● EXERCISE SET:
1/ Using the report on Downer EDI's half-year results, decide whether each statement below agrees with it: (a) Rail revenue rose 27% to $730 million; (b) the Meandu mine is in Western Australia; (c) BMA is an alliance between BHP Billiton and Rio Tinto. Answer each with yes or no and quote the deciding words of the report.
2/ Extract every line of the records that contains the word "person", treating uppercase and lowercase as different.

● DOCUMENT PASSAGE:
------------------------------------------------------------

Engineering, mining and infrastructure group, Downer EDI Limited (ASX: DOW) has reported a 11% rise in net profit to $94 million dollars, despite an 18% rise in revenues to $4.7 billion, including joint venture and other income. Investors certainly liked the result, with the shares rocketing up by more than 15%, around midday.
All three divisions have seen rising revenues, with Infrastructure's revenue jumping 25.6% to $2.2 billion, Contract Mining revenues rose 17.8% to $1.3 billion and Rail rose 27% to $730 million. Work-in-hand at the end of December was $18.9 billion, across all three divisions.
Downer has been awarded a number of significant contracts in the six months to December, including road and rail maintenance and civil construction work across most states, a long term contract worth up to $800 million to provide mining services at the Meandu mine in Queensland, as well as work on the National Broadband Network (NBN).
In the Mining division, Downer has several valuable, large long-term contracts including work on Fortescue Metals Group's (ASX: FMG) Christmas Creek iron ore mine, valued around $3 billion, a $900 million plus contract on the Boggabri coal mine, as well as a $2 billion contract for the supply of mining services to BMA – an alliance between BHP Billiton (ASX: BHP) and Mitsubishi.

------------------------------------------------------------

● Object location annotation data:

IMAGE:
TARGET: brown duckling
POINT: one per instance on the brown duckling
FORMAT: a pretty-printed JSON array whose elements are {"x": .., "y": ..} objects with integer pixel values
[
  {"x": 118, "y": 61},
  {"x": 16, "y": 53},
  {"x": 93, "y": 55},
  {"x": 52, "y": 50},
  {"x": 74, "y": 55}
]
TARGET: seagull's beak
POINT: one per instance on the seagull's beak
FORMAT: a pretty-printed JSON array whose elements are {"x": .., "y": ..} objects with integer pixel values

------------------------------------------------------------

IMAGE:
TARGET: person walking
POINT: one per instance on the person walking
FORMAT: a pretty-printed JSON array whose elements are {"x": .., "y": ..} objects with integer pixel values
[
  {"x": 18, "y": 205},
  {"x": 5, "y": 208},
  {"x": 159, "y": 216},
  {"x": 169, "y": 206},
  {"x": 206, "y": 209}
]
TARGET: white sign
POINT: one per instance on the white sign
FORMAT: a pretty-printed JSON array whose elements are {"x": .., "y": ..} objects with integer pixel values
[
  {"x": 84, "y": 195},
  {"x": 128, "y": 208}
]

------------------------------------------------------------

● THE SOLUTIONS:
1/
(a) Yes: "Rail rose 27% to $730 million"
(b) No: "at the Meandu mine in Queensland"
(c) No: "an alliance between BHP Billiton (ASX: BHP) and Mitsubishi"

2/
TARGET: person walking
POINT: one per instance on the person walking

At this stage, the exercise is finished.